_About this exercise_
All entries below are to be copied precisely as they appear.

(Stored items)
# # # # #

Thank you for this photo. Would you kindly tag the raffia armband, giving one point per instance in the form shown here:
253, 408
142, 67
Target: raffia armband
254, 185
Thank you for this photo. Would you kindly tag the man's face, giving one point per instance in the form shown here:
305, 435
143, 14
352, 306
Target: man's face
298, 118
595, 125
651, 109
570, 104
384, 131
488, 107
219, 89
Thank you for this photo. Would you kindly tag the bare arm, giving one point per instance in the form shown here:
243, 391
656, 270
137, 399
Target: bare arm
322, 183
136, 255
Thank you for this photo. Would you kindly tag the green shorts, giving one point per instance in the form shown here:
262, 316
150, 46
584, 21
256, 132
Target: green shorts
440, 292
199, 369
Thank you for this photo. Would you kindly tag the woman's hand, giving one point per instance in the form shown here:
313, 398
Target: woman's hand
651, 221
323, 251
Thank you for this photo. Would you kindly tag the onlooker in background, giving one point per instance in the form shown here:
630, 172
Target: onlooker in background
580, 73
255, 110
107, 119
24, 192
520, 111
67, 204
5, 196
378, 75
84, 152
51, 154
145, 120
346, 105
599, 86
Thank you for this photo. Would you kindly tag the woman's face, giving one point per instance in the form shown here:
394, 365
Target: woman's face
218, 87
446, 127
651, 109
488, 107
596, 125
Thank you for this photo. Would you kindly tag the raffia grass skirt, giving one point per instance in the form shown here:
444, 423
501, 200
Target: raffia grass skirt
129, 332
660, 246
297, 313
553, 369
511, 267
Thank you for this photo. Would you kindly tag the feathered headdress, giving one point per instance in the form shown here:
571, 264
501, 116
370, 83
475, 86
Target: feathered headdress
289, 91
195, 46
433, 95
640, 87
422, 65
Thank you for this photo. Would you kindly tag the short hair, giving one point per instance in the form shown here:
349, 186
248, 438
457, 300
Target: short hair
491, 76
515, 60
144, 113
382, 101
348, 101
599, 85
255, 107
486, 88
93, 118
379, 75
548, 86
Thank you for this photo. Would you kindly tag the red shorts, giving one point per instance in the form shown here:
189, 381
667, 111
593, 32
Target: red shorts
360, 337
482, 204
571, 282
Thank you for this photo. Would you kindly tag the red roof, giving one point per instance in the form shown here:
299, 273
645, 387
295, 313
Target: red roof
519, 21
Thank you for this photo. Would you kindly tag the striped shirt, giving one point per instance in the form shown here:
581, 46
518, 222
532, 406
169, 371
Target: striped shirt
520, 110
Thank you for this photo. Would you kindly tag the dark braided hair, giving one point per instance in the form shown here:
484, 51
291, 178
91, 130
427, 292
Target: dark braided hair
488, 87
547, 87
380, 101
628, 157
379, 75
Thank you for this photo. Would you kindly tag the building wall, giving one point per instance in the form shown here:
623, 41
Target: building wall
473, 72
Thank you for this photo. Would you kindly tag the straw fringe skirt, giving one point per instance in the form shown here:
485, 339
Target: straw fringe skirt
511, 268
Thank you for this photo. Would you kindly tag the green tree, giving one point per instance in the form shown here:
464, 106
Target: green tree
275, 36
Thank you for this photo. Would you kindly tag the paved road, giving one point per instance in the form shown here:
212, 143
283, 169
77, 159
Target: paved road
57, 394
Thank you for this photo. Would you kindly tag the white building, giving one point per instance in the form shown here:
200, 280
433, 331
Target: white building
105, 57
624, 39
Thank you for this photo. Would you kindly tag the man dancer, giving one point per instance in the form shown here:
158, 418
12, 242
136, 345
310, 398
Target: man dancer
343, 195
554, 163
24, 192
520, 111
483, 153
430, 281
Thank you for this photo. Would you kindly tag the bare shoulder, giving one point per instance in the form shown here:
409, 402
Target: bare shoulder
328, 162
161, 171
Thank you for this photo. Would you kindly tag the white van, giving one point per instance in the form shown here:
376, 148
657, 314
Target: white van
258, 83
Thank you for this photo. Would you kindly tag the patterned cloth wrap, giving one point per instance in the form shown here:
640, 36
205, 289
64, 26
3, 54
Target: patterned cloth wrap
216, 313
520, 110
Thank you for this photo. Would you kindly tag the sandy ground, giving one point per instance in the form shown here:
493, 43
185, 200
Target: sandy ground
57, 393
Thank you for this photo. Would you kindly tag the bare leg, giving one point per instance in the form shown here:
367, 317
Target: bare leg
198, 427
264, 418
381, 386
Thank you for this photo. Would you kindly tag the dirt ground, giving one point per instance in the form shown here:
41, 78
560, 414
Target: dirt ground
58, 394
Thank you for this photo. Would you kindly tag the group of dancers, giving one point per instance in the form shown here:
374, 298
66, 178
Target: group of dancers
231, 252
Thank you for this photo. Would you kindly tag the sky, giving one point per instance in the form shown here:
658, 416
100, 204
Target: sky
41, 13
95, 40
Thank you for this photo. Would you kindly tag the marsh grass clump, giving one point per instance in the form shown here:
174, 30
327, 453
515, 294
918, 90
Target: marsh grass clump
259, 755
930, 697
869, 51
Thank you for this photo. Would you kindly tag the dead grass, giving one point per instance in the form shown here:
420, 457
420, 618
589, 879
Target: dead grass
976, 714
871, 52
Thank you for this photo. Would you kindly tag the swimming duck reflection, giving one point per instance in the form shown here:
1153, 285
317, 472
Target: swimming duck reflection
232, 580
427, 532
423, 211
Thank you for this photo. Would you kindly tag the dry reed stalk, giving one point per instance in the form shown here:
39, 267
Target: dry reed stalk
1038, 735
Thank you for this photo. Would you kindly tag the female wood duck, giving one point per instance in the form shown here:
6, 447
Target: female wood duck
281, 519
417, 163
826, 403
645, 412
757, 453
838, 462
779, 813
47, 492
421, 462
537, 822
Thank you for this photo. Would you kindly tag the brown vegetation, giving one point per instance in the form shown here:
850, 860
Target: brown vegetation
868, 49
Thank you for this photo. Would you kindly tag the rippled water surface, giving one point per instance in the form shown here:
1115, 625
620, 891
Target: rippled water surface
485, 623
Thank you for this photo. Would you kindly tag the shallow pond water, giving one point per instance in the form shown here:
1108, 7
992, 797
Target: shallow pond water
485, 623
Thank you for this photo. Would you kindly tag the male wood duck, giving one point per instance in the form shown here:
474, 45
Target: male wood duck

# # # # #

_Result_
Thank you for this photo. Would you kindly tag the raffia armband, giving one point per instance in the form shown here:
253, 408
142, 67
Target: raffia armband
254, 185
Thank you for this photo. Would you kindly tag the man's face, giving one point per instance in the form shown here:
305, 435
143, 14
352, 306
Target: man's face
298, 118
595, 125
651, 109
570, 104
384, 131
488, 107
219, 89
Thank you for this photo. Would you kindly tag the bare arm, giving one point per instance in the form shown here:
243, 391
656, 270
137, 399
Target: bare arm
322, 183
136, 255
Thank you for this photo. Would you kindly tag the green shorts, giving one point per instance in the form shown here:
262, 316
150, 46
584, 21
256, 132
Target: green shorts
440, 292
199, 369
Thank you for this photo. Would you kindly tag the woman's hand, giving one point per instance in the form shown here:
313, 398
Target: woman's hand
651, 221
323, 251
Thank you for this photo. Would you kindly tag the onlooker in background, giving one point per instance in the form shown here:
630, 172
Target: onlooker in background
580, 73
255, 110
107, 119
24, 192
520, 111
67, 204
5, 196
378, 75
84, 152
51, 154
145, 120
346, 105
599, 86
Thank you for this photo. Would you kindly tag the woman's face, giving one point per instance in the form shown here:
394, 365
Target: woman's face
218, 87
446, 127
651, 109
488, 107
596, 125
Thank you for this photo. Would you kindly tag the raffia grass skirt, giving one point per instance in the form shown here:
444, 423
501, 200
Target: raffia grass skirt
129, 332
660, 246
297, 313
553, 369
511, 267
Thank you for this photo. Would you kindly tag the feathered headdress, giving one point per instance in the form shown here:
571, 264
501, 116
370, 83
475, 86
Target: feathered headdress
289, 91
195, 46
433, 95
640, 87
422, 65
Thank you for this photo. Would you kindly tag the short hair, giving one point per instance in the form shown here:
349, 186
248, 438
457, 300
Target: short hair
491, 76
515, 60
144, 113
382, 101
348, 101
599, 85
255, 107
486, 88
93, 118
379, 75
548, 86
Thank you for this photo. Would you kindly tag the red shorts, giving one point per instance in the form shown here:
189, 381
667, 111
593, 32
Target: red shorts
360, 337
482, 204
571, 282
Thank you for this photo. Would you kindly tag the red roof, giving one point per instance in the form shown here:
299, 273
645, 387
295, 313
Target: red roof
519, 21
Thank you for this photo. Would you kindly tag the striped shirt, giving one point per instance in the form shown here:
581, 46
518, 222
532, 406
169, 371
Target: striped shirt
520, 110
Thank you for this photo. Would you kindly tag the dark braided hair, giving one point per instance in the form shown here:
484, 51
291, 178
91, 130
427, 292
Target: dark braided hair
488, 87
547, 87
380, 101
628, 157
379, 75
Thank you for this photo. Would you kindly tag the building wall, giving one point per instance in the form shown here:
623, 41
Target: building wall
473, 72
Thank you for this photo. Would you kindly tag the straw fringe skirt, giving one point per instance in the form shown here:
485, 339
Target: straw fringe skirt
511, 268
Thank you for this photo. Would you kindly tag the green tree, giving one point per instance in the form shown here:
464, 106
Target: green tree
275, 36
Thank you for this photo. Would you kindly tag the paved road, giving one point per instance in the form shown here:
212, 143
283, 169
77, 159
Target: paved road
57, 394
Thank you for this photo. Would you kindly tag the white building, giving one point per instance in the form shown here:
200, 280
433, 331
Target: white building
105, 57
624, 39
Thank you for this photo. Would you kindly tag the man dancer, giving one point per instance in the form shown here:
158, 418
12, 242
136, 345
310, 398
Target: man dancer
343, 195
554, 163
24, 192
520, 111
483, 153
430, 281
Thank you for this photo. Would you kindly tag the bare shoulder, giving one point per instance in the form shown here:
409, 402
Target: bare shoulder
328, 162
161, 171
Thank you for this photo. Would you kindly tag the white van, giving one point per instance in the form shown here:
376, 148
657, 314
Target: white van
258, 83
Thank you for this photo. Would you kindly tag the patterned cloth wrap, giving one point per instance in the form shown here:
640, 36
205, 289
64, 26
3, 54
Target: patterned cloth wrap
216, 313
520, 110
Thank you for this photo. Would you kindly tag the sandy ground, giving one point per instance in the form shown here:
493, 43
185, 200
Target: sandy ground
57, 393
Thank you for this photo. Would you kindly tag the bare leg, giving one point per instance in the form shown here:
367, 317
Target: bare leg
198, 427
264, 418
381, 386
Thank you for this photo. Would you kindly tag the dirt ground, giving one point per instance in the form shown here:
41, 78
560, 414
Target: dirt ground
58, 394
Thank you for this photo. Would you kindly tag the group of dancers, giving one point per instance in the form shown here:
374, 298
66, 178
Target: group of dancers
231, 252
Thank you for this photo. Would you kindly tag the sky, giving one point per instance in the form shown here:
658, 416
100, 204
Target: sky
41, 13
95, 40
Thank you for this photo. Would you kindly tag the marsh grass clump, giving one point per instance in the form shown here:
174, 30
327, 453
515, 294
918, 90
Target: marsh grass clump
259, 755
930, 697
869, 51
Thank you for this photo. Would you kindly tag the dead grass, giving one point per instance in the form shown here:
420, 457
420, 618
589, 879
Target: dead grass
976, 714
871, 52
Thank you for this photo. Would you kindly tag the swimming duck reflection, giving one point per instance in the form shown here:
1153, 285
317, 472
Target: swimming duck reflection
232, 580
427, 532
423, 211
Thank you for this photo. Would you kindly tag the dry reed stalk, giving one point per instance in the form shown here:
39, 267
Target: dry reed stalk
1038, 735
Thank you for this photo. Would you kindly tag the female wood duck, giving one point per instance in the form shown here:
6, 447
Target: female wood duck
281, 519
417, 163
826, 403
645, 412
757, 453
838, 462
779, 813
47, 492
421, 462
537, 822
Thank you for this photo. Would you kindly tag the brown vegetation, giving one point per instance in the form shown here:
850, 860
Target: brown vegetation
868, 49
Thank you for this photo. Would you kindly tag the rippled water surface, giving one point per instance in the form shown here:
1115, 625
620, 891
Target: rippled water surface
485, 623
Thank you for this photo. Would you kindly tag the shallow pond water, giving one point per instance in the form shown here:
1108, 7
992, 797
Target: shallow pond water
485, 623
Thank you for this photo. Would you kindly tag the male wood duck, giving one point per instance in the form shown here:
474, 45
Target: male wood duck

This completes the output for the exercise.